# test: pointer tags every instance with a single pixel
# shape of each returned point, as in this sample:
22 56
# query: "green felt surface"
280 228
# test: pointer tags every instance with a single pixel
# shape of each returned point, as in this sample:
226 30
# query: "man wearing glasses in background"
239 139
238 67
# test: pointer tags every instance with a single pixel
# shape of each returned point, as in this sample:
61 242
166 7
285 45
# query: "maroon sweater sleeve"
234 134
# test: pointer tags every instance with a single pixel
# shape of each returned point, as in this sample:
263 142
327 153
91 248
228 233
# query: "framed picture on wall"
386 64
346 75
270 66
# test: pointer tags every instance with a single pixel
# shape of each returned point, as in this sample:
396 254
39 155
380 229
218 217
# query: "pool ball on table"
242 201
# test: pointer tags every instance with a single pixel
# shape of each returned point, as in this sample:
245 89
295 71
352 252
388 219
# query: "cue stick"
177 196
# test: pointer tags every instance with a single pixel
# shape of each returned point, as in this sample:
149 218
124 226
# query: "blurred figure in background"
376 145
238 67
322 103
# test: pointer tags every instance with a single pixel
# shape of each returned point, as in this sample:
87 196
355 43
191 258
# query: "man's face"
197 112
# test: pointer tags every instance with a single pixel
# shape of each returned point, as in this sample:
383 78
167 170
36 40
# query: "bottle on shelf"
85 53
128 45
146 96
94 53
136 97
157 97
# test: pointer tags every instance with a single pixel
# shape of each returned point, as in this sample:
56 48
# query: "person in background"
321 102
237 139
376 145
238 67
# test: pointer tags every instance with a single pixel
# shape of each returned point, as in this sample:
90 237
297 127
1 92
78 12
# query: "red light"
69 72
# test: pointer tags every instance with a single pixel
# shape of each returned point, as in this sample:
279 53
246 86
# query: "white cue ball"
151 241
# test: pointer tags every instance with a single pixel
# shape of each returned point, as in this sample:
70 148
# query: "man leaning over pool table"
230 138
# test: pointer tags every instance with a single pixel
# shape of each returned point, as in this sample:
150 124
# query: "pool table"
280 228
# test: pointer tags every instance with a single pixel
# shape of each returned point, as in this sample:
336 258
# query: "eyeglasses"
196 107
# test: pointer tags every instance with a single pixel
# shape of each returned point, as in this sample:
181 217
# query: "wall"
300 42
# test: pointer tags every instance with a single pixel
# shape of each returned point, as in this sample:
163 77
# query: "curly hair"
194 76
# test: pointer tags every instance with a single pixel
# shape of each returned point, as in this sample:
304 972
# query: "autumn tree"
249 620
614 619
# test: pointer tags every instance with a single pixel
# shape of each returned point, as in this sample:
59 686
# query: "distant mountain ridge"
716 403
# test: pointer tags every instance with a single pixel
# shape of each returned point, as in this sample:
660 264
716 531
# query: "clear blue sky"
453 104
========
# [WORK REQUIRED]
Give the complete listing a second time, exactly as it reads.

# [RESPONSE TO THE TASK]
# test: pointer tags every instance with a single pixel
# shape of each returned point, as in this sample:
22 56
# query: "green felt surface"
280 228
# test: pointer tags every instance with a single pixel
# shape of each returned point, as in this sample:
226 30
# query: "man wearing glasses in background"
239 139
238 67
# test: pointer tags every instance with a single pixel
# shape of each returned point, as in this sample:
61 242
166 7
285 45
# query: "maroon sweater sleeve"
234 134
# test: pointer tags every instance with a single pixel
# shape of each returned point, as in this sample:
263 142
327 153
91 248
228 233
# query: "framed picture on wall"
386 64
346 75
270 66
# test: pointer tags every instance with a single pixel
# shape of each returned point, as in this sample:
396 254
39 155
380 229
218 217
# query: "pool ball on table"
242 201
# test: pointer tags every instance with a single pixel
# shape of each returned point, as in this sample:
245 89
295 71
352 252
388 219
# query: "cue stick"
177 196
# test: pointer tags every instance with a single pixel
# shape of each returned point, as in this sample:
149 218
124 226
# query: "blurred figure in background"
376 145
238 67
322 103
# test: pointer tags every instance with a single pixel
# shape of each returned point, as in this sample:
87 196
355 43
191 258
# query: "man's face"
197 112
# test: pointer tags every instance with a single pixel
# shape of each returned point, as in this sample:
383 78
167 170
36 40
# query: "bottle on shelf"
85 53
128 45
146 96
94 53
136 97
157 97
# test: pointer tags every instance with a single pixel
# shape of each returned point, as in this sample:
56 48
# query: "person in background"
321 102
237 139
376 145
238 67
# test: pointer tags every instance with a single pixel
# shape of each returned point, as in this sample:
90 237
297 127
1 92
78 12
# query: "red light"
69 72
# test: pointer tags every instance with a single pixel
# shape of each returned point, as in this sample:
279 53
246 86
# query: "white cue ball"
151 241
# test: pointer tags every instance with a single pixel
# shape of each returned point, as in this sample:
70 148
# query: "man leaning over pool table"
230 138
# test: pointer tags every instance with a single pixel
# shape of each returned point, as in this sample:
150 124
# query: "pool table"
280 228
# test: pointer tags every instance with a single pixel
# shape of each returned point, as in this sample:
336 258
# query: "eyeglasses"
196 107
# test: pointer tags every instance with a single pixel
# shape of each returned point, as in this sample:
181 217
# query: "wall"
300 42
# test: pointer tags every instance with a single pixel
# shape of each returned point, as in this sample:
163 77
# query: "curly hair"
194 76
# test: pointer tags every instance with a single pixel
# shape of each returned point, as in this sample:
304 972
# query: "autumn tree"
249 620
614 619
# test: pointer tags every instance with a single pixel
# shape of each returned point, as in this sample:
59 686
# query: "distant mountain ridge"
716 403
# test: pointer tags every instance with a single pixel
# shape of each returned point, as in this sample:
660 264
716 531
# query: "clear blue sky"
453 104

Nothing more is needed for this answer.